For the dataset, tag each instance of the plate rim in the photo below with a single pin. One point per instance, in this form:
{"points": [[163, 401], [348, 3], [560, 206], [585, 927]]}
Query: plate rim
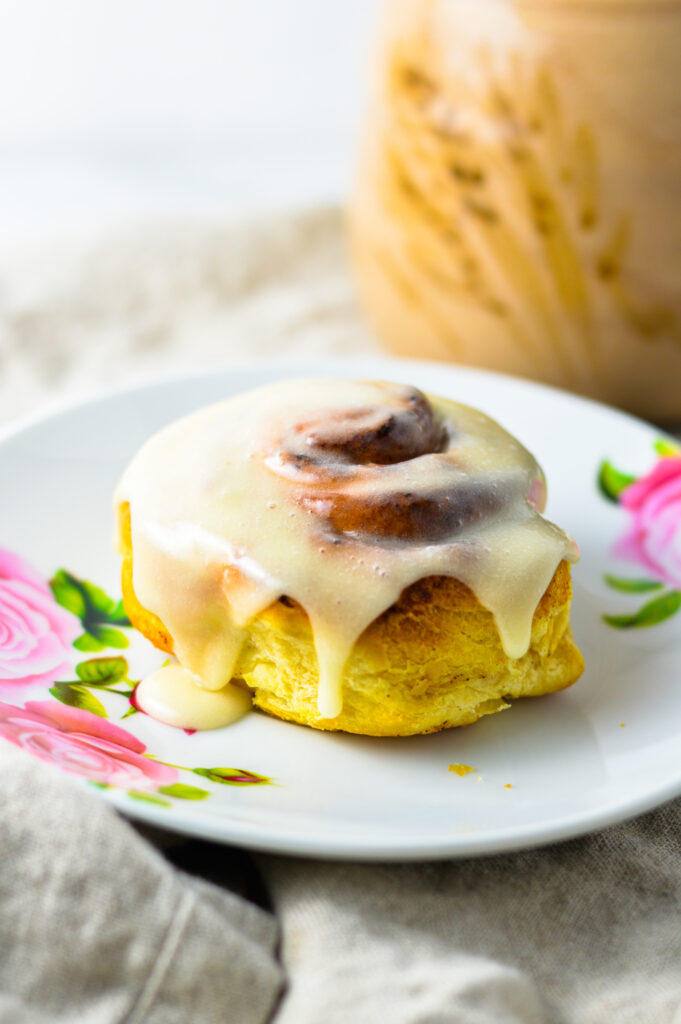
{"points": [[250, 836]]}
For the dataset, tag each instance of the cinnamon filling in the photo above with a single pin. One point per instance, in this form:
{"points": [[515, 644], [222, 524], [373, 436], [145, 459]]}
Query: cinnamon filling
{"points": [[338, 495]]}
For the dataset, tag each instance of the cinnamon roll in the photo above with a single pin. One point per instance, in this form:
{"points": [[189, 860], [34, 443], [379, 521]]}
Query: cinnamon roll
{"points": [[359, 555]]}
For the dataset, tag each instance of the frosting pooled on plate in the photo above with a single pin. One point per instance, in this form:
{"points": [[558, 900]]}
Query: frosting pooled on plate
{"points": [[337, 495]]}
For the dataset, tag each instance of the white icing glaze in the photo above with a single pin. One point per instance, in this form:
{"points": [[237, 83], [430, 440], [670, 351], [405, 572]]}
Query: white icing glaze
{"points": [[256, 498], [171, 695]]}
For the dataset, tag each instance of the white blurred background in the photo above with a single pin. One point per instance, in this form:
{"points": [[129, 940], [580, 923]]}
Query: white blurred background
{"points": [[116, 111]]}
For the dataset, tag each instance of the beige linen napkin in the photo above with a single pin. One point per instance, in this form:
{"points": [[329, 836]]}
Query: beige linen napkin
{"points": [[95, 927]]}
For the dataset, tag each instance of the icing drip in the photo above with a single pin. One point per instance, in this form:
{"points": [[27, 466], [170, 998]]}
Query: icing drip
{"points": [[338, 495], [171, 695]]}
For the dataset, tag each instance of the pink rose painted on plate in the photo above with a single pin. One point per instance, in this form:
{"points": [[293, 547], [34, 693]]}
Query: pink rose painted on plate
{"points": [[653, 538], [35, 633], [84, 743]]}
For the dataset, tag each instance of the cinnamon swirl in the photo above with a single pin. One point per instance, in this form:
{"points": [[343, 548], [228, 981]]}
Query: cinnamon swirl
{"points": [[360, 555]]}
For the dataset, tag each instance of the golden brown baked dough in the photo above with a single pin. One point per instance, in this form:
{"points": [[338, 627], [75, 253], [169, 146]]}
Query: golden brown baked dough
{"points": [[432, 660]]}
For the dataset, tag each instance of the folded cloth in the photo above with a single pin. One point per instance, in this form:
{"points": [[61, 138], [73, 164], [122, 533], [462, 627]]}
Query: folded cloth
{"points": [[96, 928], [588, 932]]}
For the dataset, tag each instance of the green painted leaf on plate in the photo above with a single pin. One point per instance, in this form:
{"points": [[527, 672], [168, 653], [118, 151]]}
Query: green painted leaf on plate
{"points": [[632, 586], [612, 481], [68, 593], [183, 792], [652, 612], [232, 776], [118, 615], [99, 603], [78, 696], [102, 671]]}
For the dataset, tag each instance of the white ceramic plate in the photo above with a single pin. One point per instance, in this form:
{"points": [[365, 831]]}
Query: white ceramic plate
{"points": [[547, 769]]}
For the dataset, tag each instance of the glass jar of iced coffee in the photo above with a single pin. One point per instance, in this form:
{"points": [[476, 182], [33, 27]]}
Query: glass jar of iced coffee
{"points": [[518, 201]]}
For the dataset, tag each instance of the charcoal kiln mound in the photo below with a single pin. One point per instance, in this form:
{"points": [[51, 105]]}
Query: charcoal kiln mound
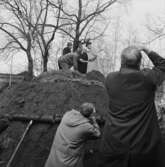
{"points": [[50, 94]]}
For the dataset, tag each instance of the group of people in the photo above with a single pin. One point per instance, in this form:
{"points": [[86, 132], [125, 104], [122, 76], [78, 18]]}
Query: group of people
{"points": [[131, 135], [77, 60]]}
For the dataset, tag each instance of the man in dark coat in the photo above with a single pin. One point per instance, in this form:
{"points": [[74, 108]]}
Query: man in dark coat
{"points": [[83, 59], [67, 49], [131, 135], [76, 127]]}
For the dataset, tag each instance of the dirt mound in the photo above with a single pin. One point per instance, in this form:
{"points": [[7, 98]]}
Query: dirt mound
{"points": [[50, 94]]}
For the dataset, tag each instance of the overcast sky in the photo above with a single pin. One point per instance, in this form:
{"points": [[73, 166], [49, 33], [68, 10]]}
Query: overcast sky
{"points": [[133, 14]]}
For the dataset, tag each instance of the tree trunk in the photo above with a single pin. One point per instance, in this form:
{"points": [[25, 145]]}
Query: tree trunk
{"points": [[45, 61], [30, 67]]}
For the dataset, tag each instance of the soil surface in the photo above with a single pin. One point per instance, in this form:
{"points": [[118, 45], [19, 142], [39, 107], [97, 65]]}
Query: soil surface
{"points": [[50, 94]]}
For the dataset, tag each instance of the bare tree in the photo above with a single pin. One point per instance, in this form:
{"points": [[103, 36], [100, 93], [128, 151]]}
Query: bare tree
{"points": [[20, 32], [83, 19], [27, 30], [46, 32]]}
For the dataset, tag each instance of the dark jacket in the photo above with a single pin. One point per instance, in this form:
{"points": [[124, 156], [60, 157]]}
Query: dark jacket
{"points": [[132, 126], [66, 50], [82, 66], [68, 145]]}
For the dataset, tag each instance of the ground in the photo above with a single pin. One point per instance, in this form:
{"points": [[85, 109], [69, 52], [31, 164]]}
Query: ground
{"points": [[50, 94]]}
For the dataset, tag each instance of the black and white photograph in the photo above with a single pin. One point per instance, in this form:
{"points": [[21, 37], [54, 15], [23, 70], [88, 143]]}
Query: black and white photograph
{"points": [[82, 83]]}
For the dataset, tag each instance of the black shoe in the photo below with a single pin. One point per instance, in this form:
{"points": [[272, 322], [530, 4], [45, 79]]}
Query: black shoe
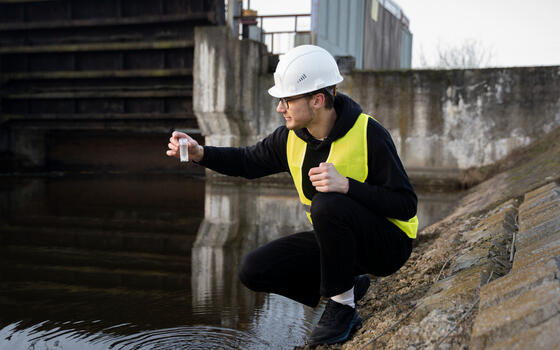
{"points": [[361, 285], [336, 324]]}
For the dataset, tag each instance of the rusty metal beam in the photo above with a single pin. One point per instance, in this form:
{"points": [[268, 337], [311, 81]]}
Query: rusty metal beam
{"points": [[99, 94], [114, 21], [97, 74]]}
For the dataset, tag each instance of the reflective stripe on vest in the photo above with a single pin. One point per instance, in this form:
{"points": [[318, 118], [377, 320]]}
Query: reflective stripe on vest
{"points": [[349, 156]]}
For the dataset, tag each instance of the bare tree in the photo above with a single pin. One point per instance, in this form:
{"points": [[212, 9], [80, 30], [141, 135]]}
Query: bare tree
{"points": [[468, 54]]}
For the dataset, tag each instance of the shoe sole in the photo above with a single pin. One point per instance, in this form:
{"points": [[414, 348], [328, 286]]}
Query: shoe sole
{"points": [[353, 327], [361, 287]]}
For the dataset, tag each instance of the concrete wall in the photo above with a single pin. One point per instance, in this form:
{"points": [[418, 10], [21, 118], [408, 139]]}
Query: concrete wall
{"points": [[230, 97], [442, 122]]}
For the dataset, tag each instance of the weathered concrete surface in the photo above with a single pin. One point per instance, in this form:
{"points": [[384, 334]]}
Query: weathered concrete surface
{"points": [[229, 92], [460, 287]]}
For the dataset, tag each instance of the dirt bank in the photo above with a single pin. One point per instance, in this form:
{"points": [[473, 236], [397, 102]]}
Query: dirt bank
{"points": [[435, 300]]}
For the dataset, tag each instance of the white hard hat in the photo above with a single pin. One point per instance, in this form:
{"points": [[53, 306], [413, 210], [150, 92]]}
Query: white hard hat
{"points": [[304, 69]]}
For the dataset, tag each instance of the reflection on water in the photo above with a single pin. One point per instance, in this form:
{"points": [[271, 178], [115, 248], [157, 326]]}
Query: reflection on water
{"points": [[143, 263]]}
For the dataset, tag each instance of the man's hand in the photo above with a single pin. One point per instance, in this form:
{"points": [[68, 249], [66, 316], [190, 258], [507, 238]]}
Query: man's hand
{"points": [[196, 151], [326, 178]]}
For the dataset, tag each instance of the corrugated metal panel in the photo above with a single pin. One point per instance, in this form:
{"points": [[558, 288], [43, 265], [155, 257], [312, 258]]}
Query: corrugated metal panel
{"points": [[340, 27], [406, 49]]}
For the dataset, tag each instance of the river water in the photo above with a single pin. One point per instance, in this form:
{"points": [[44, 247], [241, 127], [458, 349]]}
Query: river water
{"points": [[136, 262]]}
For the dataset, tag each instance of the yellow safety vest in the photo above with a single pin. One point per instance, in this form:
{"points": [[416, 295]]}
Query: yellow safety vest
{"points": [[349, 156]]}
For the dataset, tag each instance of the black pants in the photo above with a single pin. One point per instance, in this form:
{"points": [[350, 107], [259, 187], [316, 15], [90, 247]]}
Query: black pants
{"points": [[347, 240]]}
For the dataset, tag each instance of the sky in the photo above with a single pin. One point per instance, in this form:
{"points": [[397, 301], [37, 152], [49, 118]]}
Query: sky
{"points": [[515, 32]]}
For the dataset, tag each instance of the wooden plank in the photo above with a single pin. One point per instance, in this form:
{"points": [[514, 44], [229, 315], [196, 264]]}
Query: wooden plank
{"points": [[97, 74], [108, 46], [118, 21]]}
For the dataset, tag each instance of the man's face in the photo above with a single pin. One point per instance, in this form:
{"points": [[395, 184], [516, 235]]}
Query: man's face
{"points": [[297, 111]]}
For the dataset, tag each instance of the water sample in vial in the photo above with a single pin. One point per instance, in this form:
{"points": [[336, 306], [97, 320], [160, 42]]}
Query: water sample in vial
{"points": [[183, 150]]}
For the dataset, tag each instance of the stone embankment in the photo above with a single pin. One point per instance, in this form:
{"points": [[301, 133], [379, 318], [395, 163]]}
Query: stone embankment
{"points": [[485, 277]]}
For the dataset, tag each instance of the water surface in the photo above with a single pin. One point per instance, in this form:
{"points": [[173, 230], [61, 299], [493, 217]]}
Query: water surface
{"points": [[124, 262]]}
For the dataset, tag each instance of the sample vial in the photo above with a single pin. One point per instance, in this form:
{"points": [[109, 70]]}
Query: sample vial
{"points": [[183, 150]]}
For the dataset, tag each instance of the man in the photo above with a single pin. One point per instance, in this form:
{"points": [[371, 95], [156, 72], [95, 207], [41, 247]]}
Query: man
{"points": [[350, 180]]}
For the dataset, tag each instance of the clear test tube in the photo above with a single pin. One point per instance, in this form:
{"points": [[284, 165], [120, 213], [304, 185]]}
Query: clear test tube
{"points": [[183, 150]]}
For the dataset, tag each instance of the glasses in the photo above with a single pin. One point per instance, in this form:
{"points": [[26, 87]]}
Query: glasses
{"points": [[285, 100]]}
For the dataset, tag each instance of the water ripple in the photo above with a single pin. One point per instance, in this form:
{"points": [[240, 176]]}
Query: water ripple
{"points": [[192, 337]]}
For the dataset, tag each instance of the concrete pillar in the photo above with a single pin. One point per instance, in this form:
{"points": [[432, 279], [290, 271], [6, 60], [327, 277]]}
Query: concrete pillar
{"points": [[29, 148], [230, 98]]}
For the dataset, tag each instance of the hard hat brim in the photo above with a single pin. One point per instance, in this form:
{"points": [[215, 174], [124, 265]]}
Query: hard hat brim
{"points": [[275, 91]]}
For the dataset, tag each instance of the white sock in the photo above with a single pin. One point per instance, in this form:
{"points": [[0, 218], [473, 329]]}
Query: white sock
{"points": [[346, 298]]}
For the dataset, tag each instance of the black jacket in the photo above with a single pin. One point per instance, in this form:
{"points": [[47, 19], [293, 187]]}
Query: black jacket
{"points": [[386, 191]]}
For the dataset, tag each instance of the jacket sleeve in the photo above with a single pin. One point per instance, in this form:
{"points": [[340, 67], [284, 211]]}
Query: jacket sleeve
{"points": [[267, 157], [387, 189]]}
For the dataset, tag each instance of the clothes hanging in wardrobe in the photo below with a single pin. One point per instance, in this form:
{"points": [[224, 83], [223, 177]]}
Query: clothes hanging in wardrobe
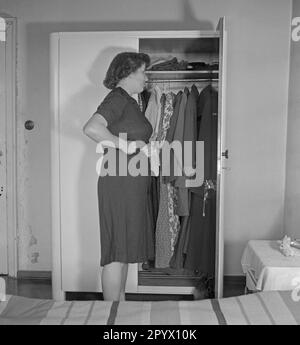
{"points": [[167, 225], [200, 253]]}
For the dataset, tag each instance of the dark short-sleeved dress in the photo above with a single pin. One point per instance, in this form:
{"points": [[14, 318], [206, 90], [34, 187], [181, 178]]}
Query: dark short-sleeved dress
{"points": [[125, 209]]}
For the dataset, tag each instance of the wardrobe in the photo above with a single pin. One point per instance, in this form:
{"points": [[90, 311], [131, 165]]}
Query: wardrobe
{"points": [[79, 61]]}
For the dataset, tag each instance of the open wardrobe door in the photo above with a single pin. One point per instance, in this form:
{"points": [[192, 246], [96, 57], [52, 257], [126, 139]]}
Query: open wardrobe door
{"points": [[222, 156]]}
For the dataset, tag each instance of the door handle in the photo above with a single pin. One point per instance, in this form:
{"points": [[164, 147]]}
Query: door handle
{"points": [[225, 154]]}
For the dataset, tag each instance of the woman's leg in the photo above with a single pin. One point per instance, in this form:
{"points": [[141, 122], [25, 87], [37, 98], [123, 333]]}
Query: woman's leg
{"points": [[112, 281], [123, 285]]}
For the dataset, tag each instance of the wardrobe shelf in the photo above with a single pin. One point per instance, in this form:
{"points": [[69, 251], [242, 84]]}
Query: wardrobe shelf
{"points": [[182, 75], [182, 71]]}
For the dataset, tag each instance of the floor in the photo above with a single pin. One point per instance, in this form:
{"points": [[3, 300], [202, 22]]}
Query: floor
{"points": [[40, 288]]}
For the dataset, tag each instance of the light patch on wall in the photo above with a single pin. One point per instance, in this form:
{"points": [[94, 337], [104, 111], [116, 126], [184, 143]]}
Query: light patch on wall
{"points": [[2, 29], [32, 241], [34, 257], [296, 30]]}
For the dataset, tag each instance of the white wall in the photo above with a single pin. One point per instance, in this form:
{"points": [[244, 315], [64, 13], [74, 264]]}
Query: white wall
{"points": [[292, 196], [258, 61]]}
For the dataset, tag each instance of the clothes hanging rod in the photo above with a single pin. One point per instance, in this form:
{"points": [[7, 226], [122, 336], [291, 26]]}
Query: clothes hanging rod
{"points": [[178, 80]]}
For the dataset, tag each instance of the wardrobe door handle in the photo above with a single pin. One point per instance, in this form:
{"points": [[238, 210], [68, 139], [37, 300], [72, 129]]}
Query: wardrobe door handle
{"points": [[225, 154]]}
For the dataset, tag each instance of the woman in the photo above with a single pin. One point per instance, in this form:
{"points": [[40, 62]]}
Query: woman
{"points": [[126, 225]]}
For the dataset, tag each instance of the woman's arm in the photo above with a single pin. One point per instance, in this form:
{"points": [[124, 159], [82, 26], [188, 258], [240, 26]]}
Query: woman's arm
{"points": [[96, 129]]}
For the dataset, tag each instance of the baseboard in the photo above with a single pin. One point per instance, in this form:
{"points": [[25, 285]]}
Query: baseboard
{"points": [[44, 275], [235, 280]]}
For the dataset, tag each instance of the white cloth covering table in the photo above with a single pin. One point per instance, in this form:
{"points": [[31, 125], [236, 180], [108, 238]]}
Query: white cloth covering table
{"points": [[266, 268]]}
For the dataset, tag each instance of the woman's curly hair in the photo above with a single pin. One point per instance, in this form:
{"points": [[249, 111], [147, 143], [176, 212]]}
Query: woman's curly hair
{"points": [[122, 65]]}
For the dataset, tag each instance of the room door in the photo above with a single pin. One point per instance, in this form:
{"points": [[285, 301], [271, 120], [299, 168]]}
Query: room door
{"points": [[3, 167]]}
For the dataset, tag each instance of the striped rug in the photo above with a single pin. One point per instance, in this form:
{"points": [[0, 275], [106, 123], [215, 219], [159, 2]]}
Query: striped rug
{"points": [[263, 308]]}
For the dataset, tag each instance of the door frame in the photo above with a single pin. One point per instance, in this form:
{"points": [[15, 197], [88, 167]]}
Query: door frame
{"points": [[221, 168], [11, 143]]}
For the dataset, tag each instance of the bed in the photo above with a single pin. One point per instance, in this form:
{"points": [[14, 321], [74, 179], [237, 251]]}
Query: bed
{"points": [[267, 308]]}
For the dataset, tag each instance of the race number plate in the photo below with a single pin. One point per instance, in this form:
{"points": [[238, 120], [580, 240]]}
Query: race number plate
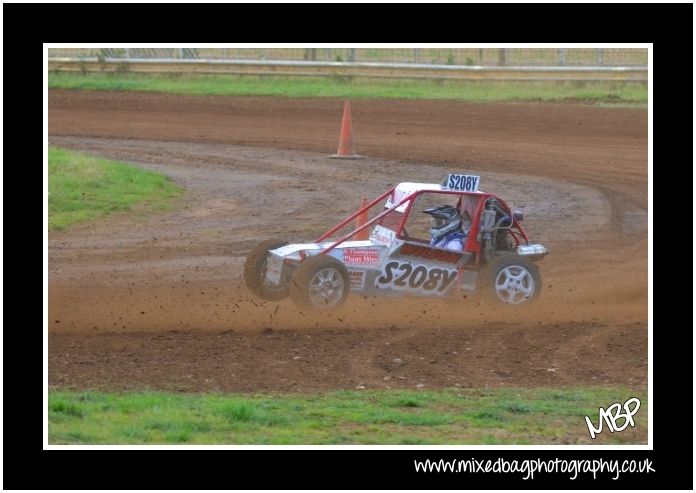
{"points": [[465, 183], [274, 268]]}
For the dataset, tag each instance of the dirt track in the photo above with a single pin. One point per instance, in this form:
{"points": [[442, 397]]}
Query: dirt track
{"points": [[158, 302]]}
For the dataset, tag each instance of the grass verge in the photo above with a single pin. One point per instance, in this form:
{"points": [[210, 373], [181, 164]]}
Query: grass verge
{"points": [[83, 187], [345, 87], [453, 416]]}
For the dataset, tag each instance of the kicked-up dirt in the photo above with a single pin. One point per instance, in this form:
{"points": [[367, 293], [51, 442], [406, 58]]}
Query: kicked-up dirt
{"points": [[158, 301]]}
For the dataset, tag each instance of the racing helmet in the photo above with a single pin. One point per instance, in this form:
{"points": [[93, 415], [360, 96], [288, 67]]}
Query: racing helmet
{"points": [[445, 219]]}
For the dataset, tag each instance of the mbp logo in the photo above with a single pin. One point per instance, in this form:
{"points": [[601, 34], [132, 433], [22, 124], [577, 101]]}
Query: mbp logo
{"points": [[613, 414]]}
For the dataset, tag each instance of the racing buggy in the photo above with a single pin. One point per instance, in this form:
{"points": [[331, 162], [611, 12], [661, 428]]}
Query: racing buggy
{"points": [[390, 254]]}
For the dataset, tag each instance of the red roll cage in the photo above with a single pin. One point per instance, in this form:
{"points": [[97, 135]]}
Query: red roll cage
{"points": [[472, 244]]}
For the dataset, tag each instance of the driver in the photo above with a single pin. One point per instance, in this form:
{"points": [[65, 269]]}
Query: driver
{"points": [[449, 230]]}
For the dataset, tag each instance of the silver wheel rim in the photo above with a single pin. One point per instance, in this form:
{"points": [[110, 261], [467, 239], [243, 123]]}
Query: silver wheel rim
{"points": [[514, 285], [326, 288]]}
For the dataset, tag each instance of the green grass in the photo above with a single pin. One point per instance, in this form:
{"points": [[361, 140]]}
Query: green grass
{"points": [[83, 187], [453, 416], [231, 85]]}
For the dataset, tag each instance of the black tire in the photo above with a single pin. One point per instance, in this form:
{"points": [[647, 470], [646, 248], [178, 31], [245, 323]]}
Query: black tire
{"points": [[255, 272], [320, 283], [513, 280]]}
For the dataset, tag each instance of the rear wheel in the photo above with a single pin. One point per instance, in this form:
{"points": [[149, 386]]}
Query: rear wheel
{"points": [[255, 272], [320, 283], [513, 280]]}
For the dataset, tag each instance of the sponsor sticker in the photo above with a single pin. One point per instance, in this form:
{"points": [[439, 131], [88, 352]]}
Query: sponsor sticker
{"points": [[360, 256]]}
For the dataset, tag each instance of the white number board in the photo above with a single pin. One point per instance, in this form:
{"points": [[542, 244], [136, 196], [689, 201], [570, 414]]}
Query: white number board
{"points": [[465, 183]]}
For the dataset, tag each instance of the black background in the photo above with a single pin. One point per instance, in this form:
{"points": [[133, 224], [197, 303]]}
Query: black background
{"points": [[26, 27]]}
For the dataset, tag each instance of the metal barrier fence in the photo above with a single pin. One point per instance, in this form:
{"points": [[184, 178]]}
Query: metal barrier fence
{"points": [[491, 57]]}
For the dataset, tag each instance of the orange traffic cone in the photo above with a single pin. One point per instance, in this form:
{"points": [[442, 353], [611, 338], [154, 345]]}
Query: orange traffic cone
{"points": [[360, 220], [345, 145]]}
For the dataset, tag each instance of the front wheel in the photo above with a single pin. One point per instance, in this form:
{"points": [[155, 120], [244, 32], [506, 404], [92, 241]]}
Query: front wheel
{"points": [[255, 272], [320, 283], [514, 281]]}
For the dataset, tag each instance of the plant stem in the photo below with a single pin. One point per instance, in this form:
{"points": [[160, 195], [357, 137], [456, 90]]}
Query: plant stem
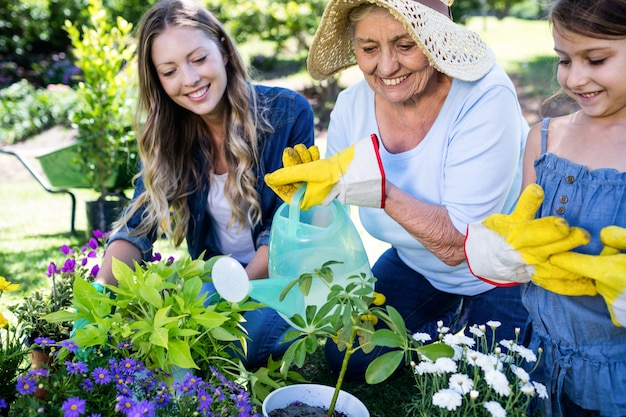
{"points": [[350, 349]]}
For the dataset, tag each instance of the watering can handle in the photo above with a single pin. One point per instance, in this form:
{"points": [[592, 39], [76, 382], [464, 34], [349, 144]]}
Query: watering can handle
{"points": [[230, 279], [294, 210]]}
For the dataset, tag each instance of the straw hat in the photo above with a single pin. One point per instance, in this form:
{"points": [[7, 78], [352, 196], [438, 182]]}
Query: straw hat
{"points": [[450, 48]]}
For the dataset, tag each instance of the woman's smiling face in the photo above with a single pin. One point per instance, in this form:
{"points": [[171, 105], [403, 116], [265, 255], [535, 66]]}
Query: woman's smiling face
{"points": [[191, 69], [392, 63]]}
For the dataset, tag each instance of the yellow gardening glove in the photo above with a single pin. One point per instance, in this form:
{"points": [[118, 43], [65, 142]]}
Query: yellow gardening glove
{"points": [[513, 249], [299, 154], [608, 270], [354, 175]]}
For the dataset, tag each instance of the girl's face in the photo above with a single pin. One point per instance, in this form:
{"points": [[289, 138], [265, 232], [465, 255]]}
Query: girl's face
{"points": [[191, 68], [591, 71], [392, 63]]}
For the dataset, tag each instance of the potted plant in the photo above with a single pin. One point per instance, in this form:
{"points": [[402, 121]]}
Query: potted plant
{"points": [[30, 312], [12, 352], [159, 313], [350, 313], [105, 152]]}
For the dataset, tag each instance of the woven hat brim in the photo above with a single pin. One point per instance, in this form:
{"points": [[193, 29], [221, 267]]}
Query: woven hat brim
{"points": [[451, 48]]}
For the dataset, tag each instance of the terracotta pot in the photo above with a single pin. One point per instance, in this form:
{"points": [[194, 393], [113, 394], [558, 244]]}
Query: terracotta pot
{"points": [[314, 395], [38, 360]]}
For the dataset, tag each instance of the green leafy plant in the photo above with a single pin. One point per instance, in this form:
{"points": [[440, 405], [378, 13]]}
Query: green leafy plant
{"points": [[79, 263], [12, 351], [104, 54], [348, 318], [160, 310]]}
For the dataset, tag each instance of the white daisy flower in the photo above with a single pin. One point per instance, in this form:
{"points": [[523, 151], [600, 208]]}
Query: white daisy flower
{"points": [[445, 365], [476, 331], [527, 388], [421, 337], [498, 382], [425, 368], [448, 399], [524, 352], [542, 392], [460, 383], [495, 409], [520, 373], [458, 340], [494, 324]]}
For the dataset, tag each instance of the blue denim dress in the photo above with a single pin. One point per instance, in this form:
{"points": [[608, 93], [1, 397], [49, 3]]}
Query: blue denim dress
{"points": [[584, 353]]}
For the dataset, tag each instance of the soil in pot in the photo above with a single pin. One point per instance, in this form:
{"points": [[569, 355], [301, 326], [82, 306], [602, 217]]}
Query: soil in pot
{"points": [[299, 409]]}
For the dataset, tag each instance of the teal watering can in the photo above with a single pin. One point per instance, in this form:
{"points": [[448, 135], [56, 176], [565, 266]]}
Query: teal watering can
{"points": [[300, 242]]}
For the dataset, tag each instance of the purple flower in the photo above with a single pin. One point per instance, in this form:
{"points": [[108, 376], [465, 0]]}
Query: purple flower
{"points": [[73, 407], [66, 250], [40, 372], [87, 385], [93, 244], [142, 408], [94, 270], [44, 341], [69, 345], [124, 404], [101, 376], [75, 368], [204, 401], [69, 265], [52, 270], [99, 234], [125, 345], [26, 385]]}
━━━
▶ [What you are asked to do] Write out exactly the lines from the line holding "For the dataset, tag each instance of the soil in" through the last line of the data, and nothing besides those lines.

▶ [Exercise solution]
For the dataset, tag each instance of the soil in pot in the photo above with a single pin. One point per instance, in this form:
{"points": [[569, 355], [301, 326], [82, 306], [602, 217]]}
Query: soil in pot
{"points": [[299, 409]]}
For the dataset, tag each instance of the teal watering can in the photo above with a single pin. One point per instance, in this form:
{"points": [[448, 135], [56, 176], [565, 266]]}
Query: teal watering can
{"points": [[300, 242]]}
For the dataset, tag each instance of the purple flower in the photo above with a single pin. One point per instance, in this form:
{"points": [[108, 376], [465, 0]]}
Query: purple flower
{"points": [[73, 407], [66, 250], [40, 372], [87, 385], [93, 244], [142, 408], [94, 270], [44, 341], [69, 345], [124, 404], [101, 376], [75, 368], [204, 401], [69, 265], [52, 270], [99, 234], [125, 345], [26, 385]]}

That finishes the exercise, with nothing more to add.